==== Entries provided ====
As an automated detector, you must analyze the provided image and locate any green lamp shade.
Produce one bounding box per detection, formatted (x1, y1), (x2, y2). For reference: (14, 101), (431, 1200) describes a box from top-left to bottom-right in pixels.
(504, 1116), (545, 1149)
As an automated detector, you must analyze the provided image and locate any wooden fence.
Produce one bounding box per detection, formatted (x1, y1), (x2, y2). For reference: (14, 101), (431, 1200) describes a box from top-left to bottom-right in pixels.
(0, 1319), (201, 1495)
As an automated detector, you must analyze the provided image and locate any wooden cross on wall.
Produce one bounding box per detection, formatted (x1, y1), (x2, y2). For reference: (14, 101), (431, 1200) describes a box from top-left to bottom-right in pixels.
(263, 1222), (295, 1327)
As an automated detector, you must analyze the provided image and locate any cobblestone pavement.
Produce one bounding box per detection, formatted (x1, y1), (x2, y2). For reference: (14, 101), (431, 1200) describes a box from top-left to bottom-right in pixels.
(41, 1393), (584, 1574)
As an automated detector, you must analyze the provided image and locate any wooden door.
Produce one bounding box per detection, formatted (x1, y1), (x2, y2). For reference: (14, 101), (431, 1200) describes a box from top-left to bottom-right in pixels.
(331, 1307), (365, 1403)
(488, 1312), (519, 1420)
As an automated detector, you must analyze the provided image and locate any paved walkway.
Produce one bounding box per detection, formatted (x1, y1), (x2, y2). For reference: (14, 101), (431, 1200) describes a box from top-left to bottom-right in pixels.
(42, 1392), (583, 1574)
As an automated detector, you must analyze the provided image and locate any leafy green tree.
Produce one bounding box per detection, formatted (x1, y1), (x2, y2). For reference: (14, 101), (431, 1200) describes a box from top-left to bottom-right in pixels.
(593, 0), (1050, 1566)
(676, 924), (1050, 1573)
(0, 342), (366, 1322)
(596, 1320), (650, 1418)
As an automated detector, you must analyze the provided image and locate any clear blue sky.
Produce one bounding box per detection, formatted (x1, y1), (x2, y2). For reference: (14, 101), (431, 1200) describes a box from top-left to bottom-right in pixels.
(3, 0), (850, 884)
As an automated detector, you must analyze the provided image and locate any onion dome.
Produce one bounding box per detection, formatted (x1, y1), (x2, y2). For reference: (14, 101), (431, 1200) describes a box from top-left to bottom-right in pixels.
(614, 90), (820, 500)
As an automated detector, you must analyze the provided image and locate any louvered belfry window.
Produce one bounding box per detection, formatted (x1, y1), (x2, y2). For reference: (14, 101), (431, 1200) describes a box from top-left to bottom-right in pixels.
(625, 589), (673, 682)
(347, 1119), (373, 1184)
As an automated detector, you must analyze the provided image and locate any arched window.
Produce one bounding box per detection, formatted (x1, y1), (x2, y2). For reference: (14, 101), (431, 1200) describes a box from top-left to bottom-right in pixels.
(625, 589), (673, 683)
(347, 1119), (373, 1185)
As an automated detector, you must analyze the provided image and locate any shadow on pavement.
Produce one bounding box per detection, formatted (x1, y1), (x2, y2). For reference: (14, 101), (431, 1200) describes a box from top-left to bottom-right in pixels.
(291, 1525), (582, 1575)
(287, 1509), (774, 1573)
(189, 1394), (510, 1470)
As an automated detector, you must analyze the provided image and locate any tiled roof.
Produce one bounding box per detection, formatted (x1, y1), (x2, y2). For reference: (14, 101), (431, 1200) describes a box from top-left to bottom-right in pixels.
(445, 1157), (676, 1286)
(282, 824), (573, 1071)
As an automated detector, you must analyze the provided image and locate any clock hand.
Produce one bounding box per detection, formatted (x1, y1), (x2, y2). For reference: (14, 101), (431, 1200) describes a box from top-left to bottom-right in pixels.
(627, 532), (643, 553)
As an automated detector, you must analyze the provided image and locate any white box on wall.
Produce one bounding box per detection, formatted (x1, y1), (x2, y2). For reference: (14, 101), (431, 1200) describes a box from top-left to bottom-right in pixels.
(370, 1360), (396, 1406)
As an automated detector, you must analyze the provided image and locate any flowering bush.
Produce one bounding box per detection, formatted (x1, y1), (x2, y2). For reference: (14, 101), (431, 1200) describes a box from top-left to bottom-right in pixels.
====
▸ **Work order**: In the records above, find each line holding "pavement" and copy it.

▸ **Exercise result**:
As an automated detector, you must analyze the provided image and locate any cobblestone pavement.
As an automated detector, you must analyze the provided image and locate any shadow on pavement.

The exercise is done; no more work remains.